** Textauszug **

Im Verkehr werden 26 Prozent der Energie
verbraucht, er ist für etwa 23 Prozent (6,3 Milliarden Tonnen
Kohlendioxid-Äquivalent pro Jahr) der energiebedingten Kohlendioxid-
Emissionen verantwortlich. Davon gehen drei Viertel auf den
Straßentransport zurück. Da insbesondere in Schwellenländern die
Motorisierung rasch zunimmt, erwartet der IPCC (4. Klimareport),
dass ohne eine andere Politik der verkehrsbedingte Energieverbrauch
und die damit verbundenen Kohlendioxidemissionen bis 2030 um 80
Prozent zunehmen. Techniken zur Verbrauchsreduzierung sind
erhältlich und teilweise schon im Markt verbreitet (sparsame
Dieselmotoren), teilweise noch wenig verbreitet (Hybridfahrzeuge).
Andere Techniken sind bekannt, aber noch nicht erhältlich (leichtere
Karosserien, rollwiderstandsarme Reifen, effizientere Pumpen). Bei
konsequenter Nutzung dieser Techniken könnten Neuwagen mit
konventionellem Antrieb bis 2030 ihren Energieverbrauch halbieren.
(Ob es so kommt, ist schwer abzuschätzen, da beim Autokauf der
Energieverbrauch nur eines von vielen Kriterien ist.) Das Potenzial
effizienter Elektroautos hängt von der Weiterentwicklung der
Batterietechnologie ab; ihre Klimafreundlichkeit von der Art der
Stromerzeugung. Dies gilt auch für die Erzeugung von Wasserstoff für
Brennstoffzellenfahrzeuge, die ebenfalls noch nicht marktreif sind.
Zu Verbesserungspotenzialen bei schweren LKW liegen laut IPCC
unzureichende Daten vor. Ein erhebliches Potenzial ist auch durch
eine Reduzierung des Mobilitätsbedarfs durch bessere
Infrastrukturplanung möglich.
>> mehr
auf der Seite Ein
nachhaltiges Verkehrskonzept
Ersatz fossiler Brennstoffe durch erneuerbare Energien
In Deutschland hat sich der Anteil erneuerbarer Energien innerhalb
weniger Jahre auf rund 13 Prozent der Stromerzeugung verdoppelt. Bis
zum Jahr 2020 soll der Anteil sich nach den Plänen der
Bundesregierung auf gut 27 Prozent erhöhen, auch der Anteil an der
Wärmeversorgung soll sich von heute 6 auf dann 14 Prozent erhöhen –
bei Neubauten sollen künftig 15 Prozent des Wärmebedarfs durch
Sonnenenergie gedeckt werden. Im Jahr 2050 sind laut der Studie
“Energiewende zur Nachhaltigkeit” ein Anteil erneuerbarer
Energiequellen von 50 Prozent möglich. Dagegen dürfen weltweit
höchstens 25 Prozent der Investitionen in konventionelle Kraftwerke
gesteckt werden, die fossile Brennstoffe verbrennen, wenn das
2-Grad-Klimaziel eingehalten werden soll (>> WBGU
2009).

** Ausgangsmaterial **
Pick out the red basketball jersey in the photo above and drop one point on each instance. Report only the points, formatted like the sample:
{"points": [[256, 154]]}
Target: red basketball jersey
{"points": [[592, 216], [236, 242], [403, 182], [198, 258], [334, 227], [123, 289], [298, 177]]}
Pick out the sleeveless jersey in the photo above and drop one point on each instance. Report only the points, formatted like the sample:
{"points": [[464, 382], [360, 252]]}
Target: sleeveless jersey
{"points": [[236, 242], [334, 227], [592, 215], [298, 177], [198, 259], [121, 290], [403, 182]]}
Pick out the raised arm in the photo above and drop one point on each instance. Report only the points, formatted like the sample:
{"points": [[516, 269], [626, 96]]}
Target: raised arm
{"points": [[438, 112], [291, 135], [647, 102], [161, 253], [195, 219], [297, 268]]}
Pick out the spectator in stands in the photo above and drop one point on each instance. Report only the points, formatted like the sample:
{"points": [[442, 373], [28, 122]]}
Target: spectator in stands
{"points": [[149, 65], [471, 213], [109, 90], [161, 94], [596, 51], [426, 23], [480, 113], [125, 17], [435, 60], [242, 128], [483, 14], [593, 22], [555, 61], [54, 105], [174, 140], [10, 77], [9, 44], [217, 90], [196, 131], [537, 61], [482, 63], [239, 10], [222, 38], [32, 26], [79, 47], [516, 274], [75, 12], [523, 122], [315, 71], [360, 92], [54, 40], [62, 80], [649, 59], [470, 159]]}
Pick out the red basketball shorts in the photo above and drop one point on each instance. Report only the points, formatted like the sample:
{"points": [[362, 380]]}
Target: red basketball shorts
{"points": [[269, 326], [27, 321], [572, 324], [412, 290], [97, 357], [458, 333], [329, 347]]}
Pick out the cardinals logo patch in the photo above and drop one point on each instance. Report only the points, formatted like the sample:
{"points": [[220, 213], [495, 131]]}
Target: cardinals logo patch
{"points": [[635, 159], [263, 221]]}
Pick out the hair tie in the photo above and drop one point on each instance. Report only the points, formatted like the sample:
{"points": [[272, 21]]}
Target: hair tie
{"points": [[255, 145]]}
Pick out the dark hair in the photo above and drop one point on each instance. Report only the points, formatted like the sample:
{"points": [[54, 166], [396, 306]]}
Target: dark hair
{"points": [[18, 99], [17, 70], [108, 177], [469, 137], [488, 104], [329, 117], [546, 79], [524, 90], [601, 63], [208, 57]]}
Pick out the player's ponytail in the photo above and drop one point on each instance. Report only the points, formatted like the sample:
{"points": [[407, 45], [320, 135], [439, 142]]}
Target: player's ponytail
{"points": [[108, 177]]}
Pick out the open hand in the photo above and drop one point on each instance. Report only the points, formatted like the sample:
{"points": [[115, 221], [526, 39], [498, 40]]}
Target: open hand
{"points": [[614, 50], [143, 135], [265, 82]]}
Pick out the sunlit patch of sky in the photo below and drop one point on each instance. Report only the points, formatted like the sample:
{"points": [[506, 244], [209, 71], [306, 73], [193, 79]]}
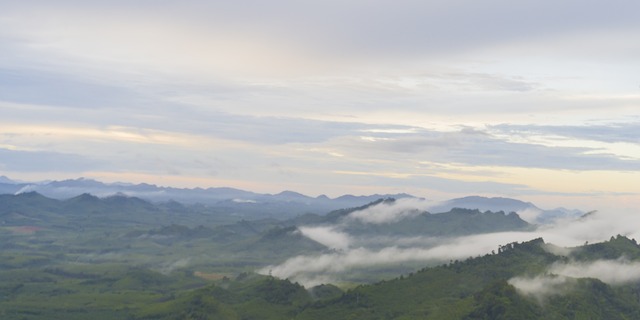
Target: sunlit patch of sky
{"points": [[432, 98]]}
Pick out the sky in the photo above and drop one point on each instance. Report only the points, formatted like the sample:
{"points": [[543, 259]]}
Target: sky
{"points": [[535, 100]]}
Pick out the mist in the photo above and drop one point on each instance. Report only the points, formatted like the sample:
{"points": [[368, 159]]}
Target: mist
{"points": [[348, 252]]}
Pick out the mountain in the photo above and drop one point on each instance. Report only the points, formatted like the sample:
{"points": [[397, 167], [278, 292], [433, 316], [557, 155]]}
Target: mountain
{"points": [[526, 210], [487, 287], [244, 204]]}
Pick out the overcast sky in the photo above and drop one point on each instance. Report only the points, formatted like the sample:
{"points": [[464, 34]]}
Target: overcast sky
{"points": [[533, 99]]}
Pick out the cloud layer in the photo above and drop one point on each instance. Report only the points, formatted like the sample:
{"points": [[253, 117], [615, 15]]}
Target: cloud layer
{"points": [[435, 99], [358, 251]]}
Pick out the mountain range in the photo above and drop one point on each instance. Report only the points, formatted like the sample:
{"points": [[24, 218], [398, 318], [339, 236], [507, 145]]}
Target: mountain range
{"points": [[284, 205]]}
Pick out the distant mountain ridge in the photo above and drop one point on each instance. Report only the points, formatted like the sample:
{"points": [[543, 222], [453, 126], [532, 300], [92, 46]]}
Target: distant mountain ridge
{"points": [[285, 204], [526, 210]]}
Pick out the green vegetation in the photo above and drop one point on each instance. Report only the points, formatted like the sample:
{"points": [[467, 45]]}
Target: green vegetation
{"points": [[114, 258]]}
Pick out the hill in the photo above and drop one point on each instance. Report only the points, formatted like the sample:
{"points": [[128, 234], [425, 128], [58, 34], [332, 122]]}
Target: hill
{"points": [[487, 287]]}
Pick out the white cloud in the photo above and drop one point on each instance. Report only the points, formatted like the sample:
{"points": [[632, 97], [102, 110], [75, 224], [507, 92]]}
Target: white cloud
{"points": [[328, 236], [387, 212]]}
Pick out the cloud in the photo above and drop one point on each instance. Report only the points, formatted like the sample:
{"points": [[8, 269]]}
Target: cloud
{"points": [[388, 212], [560, 278], [44, 161], [541, 287], [328, 236], [613, 272], [363, 251]]}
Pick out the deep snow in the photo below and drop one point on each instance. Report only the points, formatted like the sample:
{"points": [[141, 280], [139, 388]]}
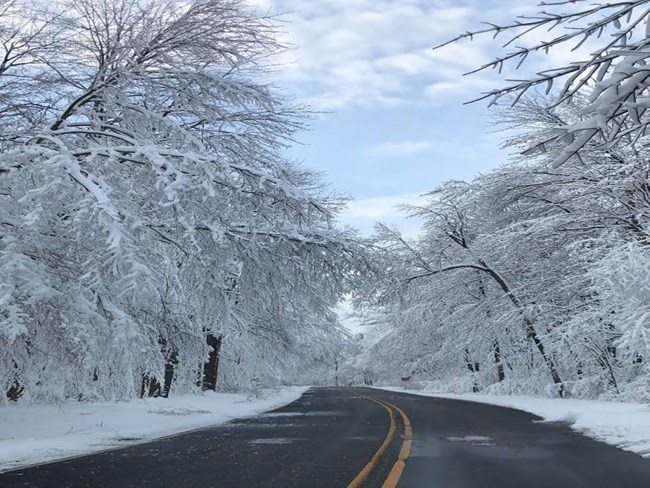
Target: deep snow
{"points": [[623, 424], [31, 434]]}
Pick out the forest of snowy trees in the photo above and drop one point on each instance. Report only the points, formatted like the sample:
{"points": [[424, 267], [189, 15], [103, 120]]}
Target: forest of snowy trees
{"points": [[153, 236], [535, 277]]}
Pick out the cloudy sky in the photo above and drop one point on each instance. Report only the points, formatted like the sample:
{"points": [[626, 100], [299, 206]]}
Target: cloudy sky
{"points": [[394, 124]]}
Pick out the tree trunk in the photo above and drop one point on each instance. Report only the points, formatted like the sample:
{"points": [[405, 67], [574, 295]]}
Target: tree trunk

** Aufgaben **
A) Schreiben Sie den Textauszug von „Andere Techniken sind“ bis einschließlich „ihren Energieverbrauch halbieren.“ neu und setzen Sie dabei „Personenwagen“ an die Stelle von „Neuwagen“.
B) Übersetzen Sie den Satz „Davon gehen drei Viertel auf den Straßentransport zurück.“ aus dem Textauszug ins Englische.
Die Datensätze spielen hierfür keine Rolle.

** Lösungen **
A)
Andere Techniken sind bekannt, aber noch nicht erhältlich (leichtere
Karosserien, rollwiderstandsarme Reifen, effizientere Pumpen). Bei
konsequenter Nutzung dieser Techniken könnten Personenwagen mit
konventionellem Antrieb bis 2030 ihren Energieverbrauch halbieren.

B) Three quarters of this is attributable to road transport.